• 本文:
<<<<
初心者編、中級者編、上級者編と分けてみよう。
【初心者編】
「薙刀式という、誰もが使えて、楽ができる、
親指シフトとかよりすごいキー配列がある」
と聞いたことのある人は、
どうやれば実現できるのか気になると思う。
実はお使いのPC、キーボード、ノートなどで、
そのままプログラムを走らせるだけで、
薙刀式は使える。
スペースキーと文字配列部分30キー、
つまり、
QWERTYUIOP
ASDFGHJKL;
ZXCVBNM.,/
スペース
の31キーが普通にあれば、どんなキーボードでも使えるぞ。
(最近の小さいキーボードでは右下の「/」が省略されてたりするから、
気をつけた方がいいが、99%どのキーボードにもこの31はある)
最近の自作キーボードではなるべくキー数を減らすゲームをしていて、
たとえば32キーのTreadStone32でも、
ふつうのキーボード(109キーある)でも、
Macでも使えるぞ。
ただし、安いキーボードでは使えない可能性がある。
>>>>
• 提供資料:
<<<<
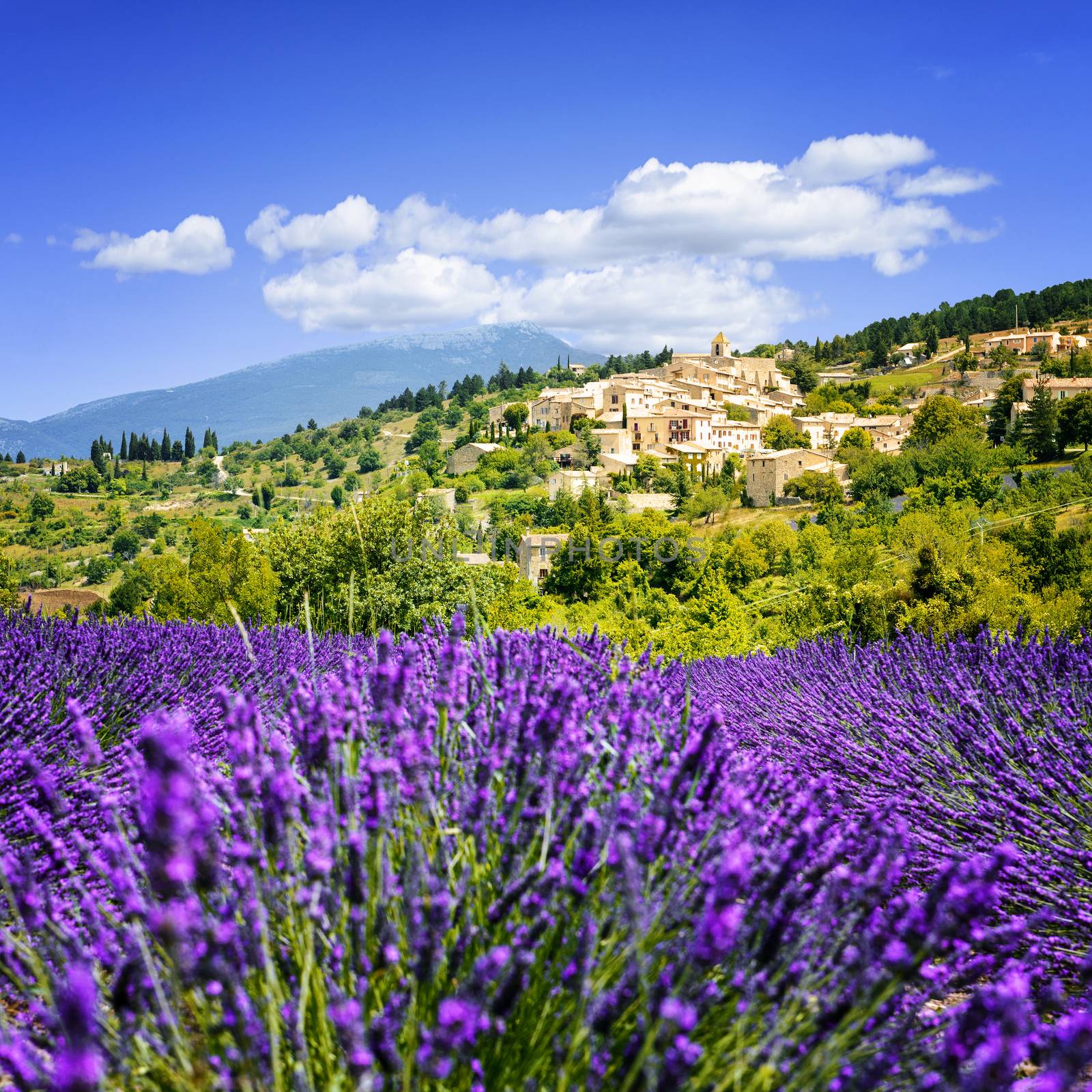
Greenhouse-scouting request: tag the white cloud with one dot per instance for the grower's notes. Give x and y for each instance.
(673, 249)
(944, 183)
(410, 291)
(351, 224)
(859, 156)
(655, 303)
(893, 262)
(198, 245)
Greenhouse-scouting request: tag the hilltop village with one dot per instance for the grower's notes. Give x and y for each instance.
(700, 502)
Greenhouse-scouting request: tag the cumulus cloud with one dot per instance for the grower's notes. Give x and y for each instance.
(944, 183)
(198, 245)
(351, 224)
(893, 262)
(653, 303)
(859, 156)
(409, 291)
(673, 248)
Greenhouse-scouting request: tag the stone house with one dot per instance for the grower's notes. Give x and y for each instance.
(464, 459)
(769, 471)
(576, 482)
(536, 551)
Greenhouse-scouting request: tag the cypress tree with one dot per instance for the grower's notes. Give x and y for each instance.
(1042, 422)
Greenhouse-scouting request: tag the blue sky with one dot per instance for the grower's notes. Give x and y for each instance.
(687, 149)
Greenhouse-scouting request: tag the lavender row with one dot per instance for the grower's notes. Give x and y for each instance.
(495, 863)
(972, 743)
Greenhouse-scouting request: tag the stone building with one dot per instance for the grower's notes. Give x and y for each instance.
(769, 471)
(464, 459)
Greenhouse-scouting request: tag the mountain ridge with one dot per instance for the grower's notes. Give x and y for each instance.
(269, 398)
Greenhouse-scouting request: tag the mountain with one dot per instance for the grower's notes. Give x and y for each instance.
(267, 400)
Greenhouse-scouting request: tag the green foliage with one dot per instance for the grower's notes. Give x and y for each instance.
(780, 434)
(384, 565)
(1041, 423)
(815, 486)
(42, 506)
(1075, 420)
(126, 545)
(940, 416)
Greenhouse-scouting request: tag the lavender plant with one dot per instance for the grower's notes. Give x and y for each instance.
(516, 862)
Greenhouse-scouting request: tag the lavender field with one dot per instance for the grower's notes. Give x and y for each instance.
(519, 863)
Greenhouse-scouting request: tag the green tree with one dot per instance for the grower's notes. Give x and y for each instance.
(780, 434)
(932, 340)
(42, 507)
(1041, 423)
(369, 461)
(431, 459)
(126, 545)
(938, 416)
(815, 486)
(1075, 420)
(130, 597)
(98, 571)
(879, 345)
(516, 416)
(1001, 413)
(854, 440)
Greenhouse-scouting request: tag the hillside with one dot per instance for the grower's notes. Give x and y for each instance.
(270, 399)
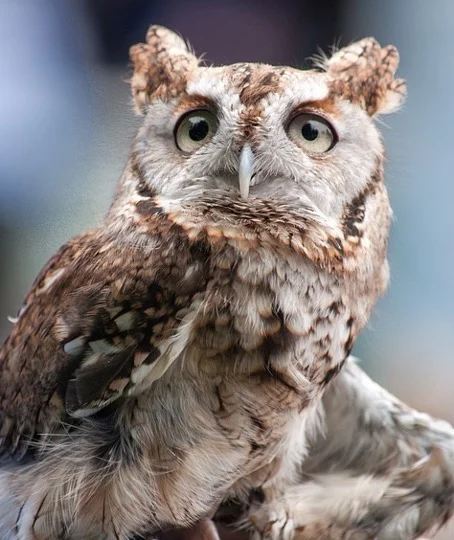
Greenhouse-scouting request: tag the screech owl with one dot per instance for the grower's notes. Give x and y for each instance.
(193, 349)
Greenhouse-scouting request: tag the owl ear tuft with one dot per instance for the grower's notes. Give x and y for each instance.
(161, 66)
(364, 73)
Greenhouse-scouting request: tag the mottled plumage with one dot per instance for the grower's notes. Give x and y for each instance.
(173, 361)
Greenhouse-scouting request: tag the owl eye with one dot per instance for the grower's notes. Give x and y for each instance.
(312, 133)
(195, 129)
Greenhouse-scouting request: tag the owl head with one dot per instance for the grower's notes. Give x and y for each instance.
(265, 154)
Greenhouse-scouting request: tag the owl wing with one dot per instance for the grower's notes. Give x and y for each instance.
(99, 323)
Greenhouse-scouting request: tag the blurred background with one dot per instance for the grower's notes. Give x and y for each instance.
(66, 123)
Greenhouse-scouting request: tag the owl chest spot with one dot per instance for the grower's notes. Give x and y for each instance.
(265, 313)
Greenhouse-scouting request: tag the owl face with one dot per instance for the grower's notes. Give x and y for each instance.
(244, 142)
(259, 132)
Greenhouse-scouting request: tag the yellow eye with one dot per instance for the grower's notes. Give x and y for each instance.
(312, 133)
(195, 129)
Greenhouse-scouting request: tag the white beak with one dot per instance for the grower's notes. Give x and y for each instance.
(245, 170)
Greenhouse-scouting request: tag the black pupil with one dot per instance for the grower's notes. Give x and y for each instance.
(199, 129)
(309, 131)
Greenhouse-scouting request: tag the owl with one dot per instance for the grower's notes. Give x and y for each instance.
(189, 358)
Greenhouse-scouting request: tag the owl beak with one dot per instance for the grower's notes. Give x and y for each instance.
(245, 170)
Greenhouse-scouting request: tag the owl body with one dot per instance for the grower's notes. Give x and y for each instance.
(177, 356)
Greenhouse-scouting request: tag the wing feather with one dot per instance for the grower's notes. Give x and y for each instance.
(96, 326)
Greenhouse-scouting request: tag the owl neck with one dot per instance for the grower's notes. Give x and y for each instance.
(357, 243)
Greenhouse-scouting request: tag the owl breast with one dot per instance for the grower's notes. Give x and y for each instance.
(269, 335)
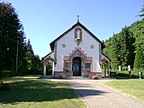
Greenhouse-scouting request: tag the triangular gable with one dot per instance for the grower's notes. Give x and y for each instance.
(103, 56)
(49, 56)
(83, 27)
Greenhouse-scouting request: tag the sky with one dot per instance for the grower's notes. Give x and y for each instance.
(45, 20)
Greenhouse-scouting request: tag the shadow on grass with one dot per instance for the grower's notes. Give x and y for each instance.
(88, 92)
(40, 90)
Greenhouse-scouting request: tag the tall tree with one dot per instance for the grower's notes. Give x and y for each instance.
(126, 52)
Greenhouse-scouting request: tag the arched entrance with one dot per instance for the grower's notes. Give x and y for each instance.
(76, 66)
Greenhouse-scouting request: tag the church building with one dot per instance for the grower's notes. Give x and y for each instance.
(77, 52)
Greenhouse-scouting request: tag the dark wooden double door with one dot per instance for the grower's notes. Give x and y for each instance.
(76, 66)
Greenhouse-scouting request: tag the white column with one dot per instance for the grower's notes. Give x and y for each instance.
(44, 70)
(109, 70)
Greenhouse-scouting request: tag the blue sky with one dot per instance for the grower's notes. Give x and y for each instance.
(45, 20)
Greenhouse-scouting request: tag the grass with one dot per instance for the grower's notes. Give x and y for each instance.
(133, 87)
(27, 92)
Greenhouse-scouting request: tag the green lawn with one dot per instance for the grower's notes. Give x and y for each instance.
(30, 93)
(131, 87)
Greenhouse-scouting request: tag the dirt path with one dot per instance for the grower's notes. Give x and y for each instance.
(98, 96)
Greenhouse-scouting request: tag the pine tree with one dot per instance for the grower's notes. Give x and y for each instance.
(11, 37)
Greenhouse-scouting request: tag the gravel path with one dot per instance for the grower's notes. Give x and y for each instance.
(97, 95)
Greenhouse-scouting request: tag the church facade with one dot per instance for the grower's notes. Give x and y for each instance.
(77, 52)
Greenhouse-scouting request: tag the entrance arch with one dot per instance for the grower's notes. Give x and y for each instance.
(76, 66)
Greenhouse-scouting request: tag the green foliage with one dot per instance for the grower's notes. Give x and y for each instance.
(13, 44)
(11, 37)
(120, 48)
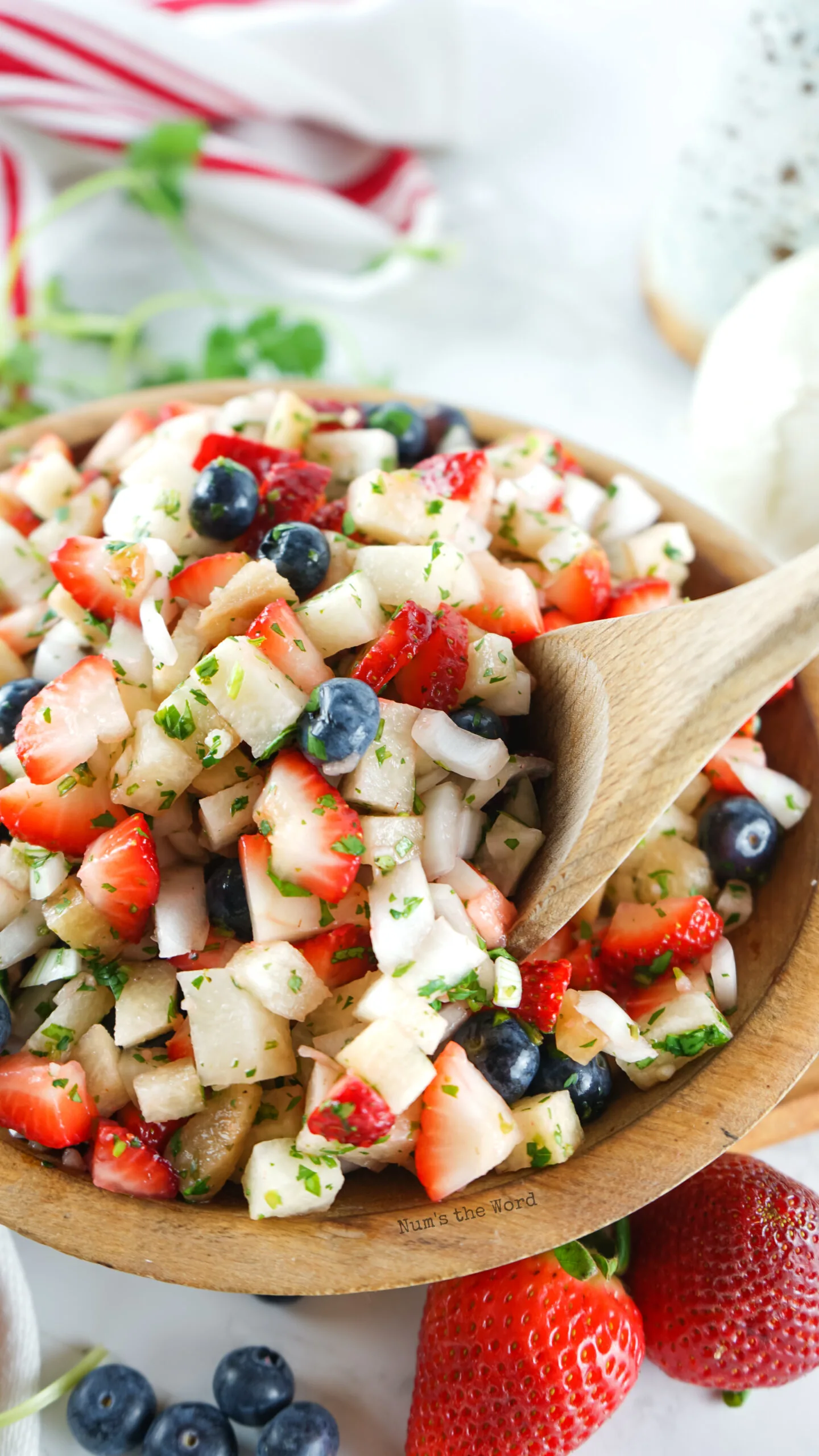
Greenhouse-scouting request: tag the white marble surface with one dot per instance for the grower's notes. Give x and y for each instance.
(541, 315)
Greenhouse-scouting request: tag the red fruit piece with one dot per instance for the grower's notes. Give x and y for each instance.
(642, 594)
(121, 1163)
(251, 453)
(522, 1359)
(196, 583)
(544, 987)
(582, 589)
(46, 1101)
(105, 577)
(351, 1113)
(398, 644)
(282, 638)
(437, 672)
(154, 1135)
(340, 956)
(56, 817)
(315, 836)
(639, 934)
(120, 875)
(509, 601)
(61, 726)
(726, 1275)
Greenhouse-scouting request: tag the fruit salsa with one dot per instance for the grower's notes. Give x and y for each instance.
(266, 805)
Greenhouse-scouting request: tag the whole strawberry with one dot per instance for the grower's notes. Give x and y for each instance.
(522, 1360)
(726, 1276)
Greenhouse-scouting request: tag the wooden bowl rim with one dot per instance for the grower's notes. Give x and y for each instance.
(218, 1247)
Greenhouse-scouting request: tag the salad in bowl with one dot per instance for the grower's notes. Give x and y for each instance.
(268, 799)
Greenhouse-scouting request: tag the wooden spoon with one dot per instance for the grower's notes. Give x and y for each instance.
(631, 708)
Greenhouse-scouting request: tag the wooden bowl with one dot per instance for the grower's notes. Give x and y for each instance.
(382, 1231)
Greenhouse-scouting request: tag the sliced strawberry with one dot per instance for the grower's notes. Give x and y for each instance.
(315, 836)
(59, 816)
(282, 638)
(642, 594)
(61, 726)
(582, 589)
(544, 987)
(437, 672)
(218, 951)
(196, 583)
(340, 956)
(737, 750)
(180, 1044)
(467, 1129)
(121, 1163)
(509, 601)
(637, 935)
(46, 1101)
(105, 577)
(154, 1135)
(251, 453)
(554, 619)
(120, 875)
(398, 644)
(351, 1113)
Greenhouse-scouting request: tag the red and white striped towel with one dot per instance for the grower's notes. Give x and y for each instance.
(314, 107)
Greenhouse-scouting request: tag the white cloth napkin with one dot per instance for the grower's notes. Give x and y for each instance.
(314, 107)
(19, 1351)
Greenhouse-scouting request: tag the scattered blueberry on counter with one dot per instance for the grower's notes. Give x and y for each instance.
(225, 500)
(299, 552)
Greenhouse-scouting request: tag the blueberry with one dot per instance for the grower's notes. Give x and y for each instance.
(225, 500)
(448, 428)
(408, 427)
(341, 718)
(502, 1052)
(111, 1410)
(228, 899)
(299, 552)
(191, 1429)
(253, 1385)
(478, 719)
(304, 1429)
(589, 1087)
(14, 698)
(741, 839)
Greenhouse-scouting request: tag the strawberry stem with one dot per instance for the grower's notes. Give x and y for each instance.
(56, 1389)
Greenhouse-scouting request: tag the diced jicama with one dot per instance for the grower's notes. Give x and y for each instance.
(457, 749)
(548, 1129)
(391, 1062)
(444, 807)
(786, 800)
(280, 978)
(235, 1037)
(250, 693)
(401, 915)
(385, 775)
(421, 574)
(388, 999)
(181, 912)
(148, 1004)
(229, 813)
(723, 974)
(735, 903)
(343, 617)
(280, 1183)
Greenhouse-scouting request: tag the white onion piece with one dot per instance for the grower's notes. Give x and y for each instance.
(623, 1039)
(181, 912)
(784, 799)
(457, 749)
(723, 974)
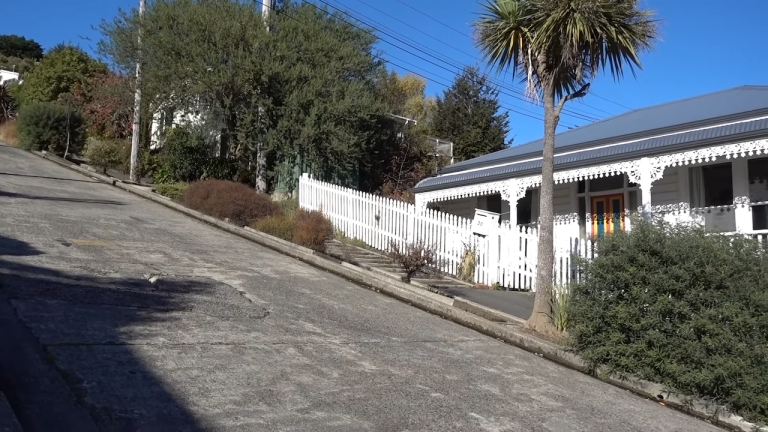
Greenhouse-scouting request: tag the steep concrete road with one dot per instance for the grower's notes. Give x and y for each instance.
(85, 337)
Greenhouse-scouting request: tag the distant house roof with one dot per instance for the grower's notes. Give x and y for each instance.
(642, 127)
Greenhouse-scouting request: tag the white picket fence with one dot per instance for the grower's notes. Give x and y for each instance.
(507, 255)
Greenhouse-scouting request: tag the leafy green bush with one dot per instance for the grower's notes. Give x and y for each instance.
(186, 154)
(682, 307)
(281, 226)
(103, 154)
(43, 126)
(220, 169)
(312, 229)
(173, 191)
(560, 305)
(467, 266)
(237, 202)
(289, 206)
(414, 257)
(9, 133)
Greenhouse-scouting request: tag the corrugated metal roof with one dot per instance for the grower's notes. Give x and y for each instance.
(679, 115)
(631, 150)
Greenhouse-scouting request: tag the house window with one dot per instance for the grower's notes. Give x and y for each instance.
(493, 203)
(758, 192)
(718, 185)
(712, 186)
(606, 183)
(582, 217)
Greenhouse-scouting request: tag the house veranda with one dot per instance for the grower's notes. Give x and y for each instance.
(702, 160)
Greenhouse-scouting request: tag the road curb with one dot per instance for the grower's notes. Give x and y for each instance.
(8, 422)
(458, 312)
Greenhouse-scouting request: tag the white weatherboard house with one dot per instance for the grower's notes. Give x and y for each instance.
(703, 160)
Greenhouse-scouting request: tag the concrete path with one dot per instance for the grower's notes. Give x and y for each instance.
(515, 303)
(86, 337)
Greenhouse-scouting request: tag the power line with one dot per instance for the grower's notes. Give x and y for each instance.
(608, 100)
(474, 56)
(434, 19)
(468, 36)
(402, 67)
(520, 95)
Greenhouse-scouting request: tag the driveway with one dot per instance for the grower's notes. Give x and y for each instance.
(236, 337)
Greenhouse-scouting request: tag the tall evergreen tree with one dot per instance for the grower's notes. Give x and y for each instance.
(468, 114)
(20, 47)
(62, 68)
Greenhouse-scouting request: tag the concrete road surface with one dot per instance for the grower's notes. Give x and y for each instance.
(87, 338)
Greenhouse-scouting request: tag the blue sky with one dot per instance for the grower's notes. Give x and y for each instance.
(705, 46)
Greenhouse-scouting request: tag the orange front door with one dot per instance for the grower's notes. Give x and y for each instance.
(607, 214)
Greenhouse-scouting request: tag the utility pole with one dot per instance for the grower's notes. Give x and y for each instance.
(137, 104)
(261, 157)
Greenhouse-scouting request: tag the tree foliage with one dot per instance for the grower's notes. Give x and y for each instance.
(7, 103)
(557, 47)
(16, 64)
(20, 47)
(405, 154)
(59, 72)
(46, 126)
(106, 102)
(679, 306)
(468, 114)
(304, 94)
(325, 104)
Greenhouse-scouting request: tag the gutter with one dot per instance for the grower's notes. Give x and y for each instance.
(629, 137)
(601, 160)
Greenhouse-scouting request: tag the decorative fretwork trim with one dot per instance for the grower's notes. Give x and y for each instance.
(643, 171)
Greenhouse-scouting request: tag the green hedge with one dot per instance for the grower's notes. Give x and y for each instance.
(43, 126)
(682, 307)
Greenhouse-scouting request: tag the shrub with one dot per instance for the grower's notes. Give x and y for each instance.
(289, 206)
(229, 200)
(413, 257)
(186, 154)
(681, 307)
(43, 126)
(281, 226)
(467, 266)
(221, 169)
(173, 191)
(313, 229)
(7, 103)
(9, 133)
(103, 154)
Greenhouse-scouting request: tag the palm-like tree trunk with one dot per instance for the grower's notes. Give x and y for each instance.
(540, 319)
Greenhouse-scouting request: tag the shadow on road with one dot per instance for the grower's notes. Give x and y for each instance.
(59, 199)
(46, 177)
(67, 353)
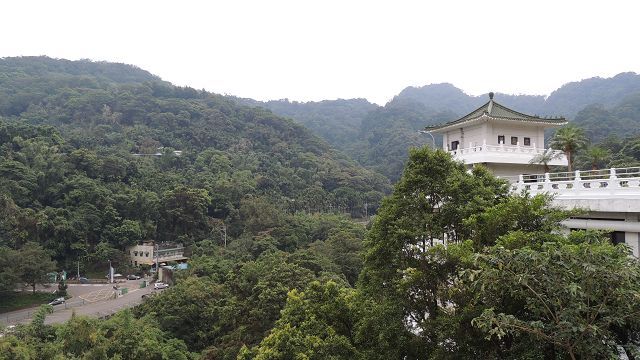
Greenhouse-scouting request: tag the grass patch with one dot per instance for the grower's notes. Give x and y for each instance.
(21, 300)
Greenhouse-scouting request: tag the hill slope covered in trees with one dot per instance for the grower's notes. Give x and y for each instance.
(71, 182)
(379, 138)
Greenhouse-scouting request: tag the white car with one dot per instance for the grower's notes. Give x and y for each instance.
(158, 286)
(57, 301)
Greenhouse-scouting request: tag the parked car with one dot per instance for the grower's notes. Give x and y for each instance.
(57, 301)
(157, 286)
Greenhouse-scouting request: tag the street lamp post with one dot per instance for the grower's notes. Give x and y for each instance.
(110, 273)
(428, 133)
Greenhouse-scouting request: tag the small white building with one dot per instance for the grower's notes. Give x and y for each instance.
(503, 140)
(506, 141)
(148, 253)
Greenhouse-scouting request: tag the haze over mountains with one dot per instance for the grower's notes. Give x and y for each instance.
(379, 137)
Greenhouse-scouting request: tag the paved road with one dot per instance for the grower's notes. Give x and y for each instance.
(91, 300)
(100, 308)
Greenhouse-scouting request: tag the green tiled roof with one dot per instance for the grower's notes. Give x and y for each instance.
(497, 111)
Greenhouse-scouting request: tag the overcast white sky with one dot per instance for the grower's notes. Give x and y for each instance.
(314, 50)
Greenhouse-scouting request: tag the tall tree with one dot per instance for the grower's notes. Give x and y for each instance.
(404, 268)
(578, 294)
(597, 156)
(569, 139)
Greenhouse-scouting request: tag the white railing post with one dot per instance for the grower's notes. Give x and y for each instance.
(547, 181)
(576, 181)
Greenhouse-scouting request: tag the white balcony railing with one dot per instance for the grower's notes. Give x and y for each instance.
(502, 149)
(598, 183)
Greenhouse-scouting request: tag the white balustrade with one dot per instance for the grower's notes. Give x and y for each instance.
(501, 149)
(590, 184)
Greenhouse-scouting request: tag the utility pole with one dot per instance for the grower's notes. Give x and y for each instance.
(224, 231)
(155, 250)
(110, 273)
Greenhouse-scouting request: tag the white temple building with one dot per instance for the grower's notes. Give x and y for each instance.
(506, 141)
(503, 140)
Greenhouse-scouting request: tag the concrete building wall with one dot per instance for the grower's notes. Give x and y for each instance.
(519, 131)
(512, 171)
(141, 254)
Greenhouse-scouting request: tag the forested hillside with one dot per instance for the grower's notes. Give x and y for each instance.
(70, 180)
(378, 137)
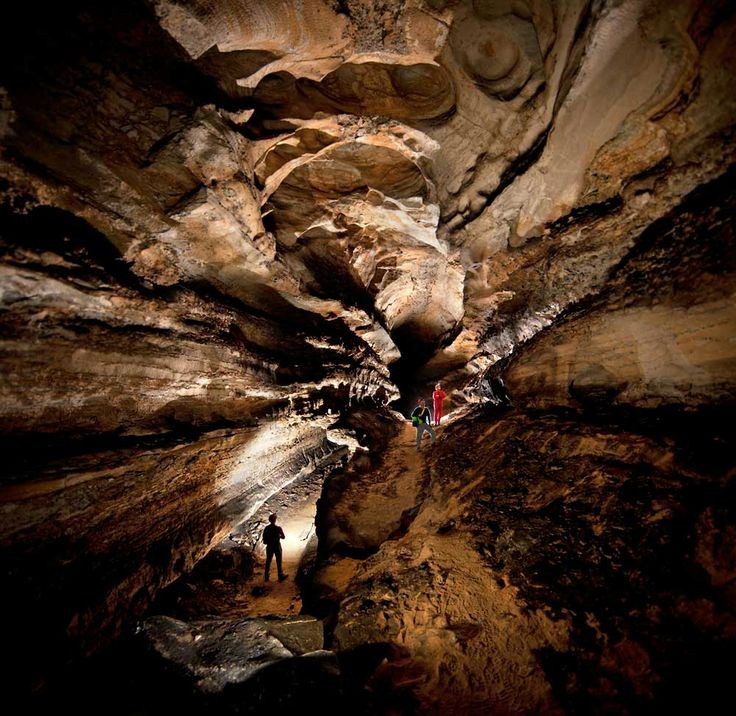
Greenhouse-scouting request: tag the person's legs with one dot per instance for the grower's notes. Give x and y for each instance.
(277, 552)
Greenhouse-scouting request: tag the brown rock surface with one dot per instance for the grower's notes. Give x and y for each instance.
(235, 236)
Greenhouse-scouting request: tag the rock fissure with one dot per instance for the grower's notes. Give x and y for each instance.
(240, 240)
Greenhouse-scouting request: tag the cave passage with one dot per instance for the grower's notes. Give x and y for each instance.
(239, 240)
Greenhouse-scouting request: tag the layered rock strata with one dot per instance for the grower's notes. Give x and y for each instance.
(226, 225)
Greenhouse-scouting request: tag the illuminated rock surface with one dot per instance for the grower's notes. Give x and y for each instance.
(238, 237)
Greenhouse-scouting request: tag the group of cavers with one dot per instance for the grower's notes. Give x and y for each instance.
(422, 419)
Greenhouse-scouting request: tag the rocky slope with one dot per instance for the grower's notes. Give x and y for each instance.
(235, 234)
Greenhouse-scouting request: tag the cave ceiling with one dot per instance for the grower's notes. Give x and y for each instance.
>>>>
• 設問:
(1) 本文について、次の問いにそれぞれ答えよ。
(a) 薙刀式を使うには、スペースキーと文字配列部分を合わせて何キーあればよいとされているか。
(b) 最近の小さいキーボードで省略されていることがあるとされるのは、どのキーか。
(c) 32キーのキーボードの例として挙げられている名前は何か。
(2) 資料の行から、「piece」という文字列を含むものをすべて抜き出せ。

• 解答:
(1)
(a) 31キー
(b) 右下の「/」
(c) TreadStone32

(2)
Greenhouse-scouting request: tag the red fruit piece with one dot per instance for the grower's notes. Give x and y for each instance.
Greenhouse-scouting request: tag the white onion piece with one dot per instance for the grower's notes. Give x and y for each instance.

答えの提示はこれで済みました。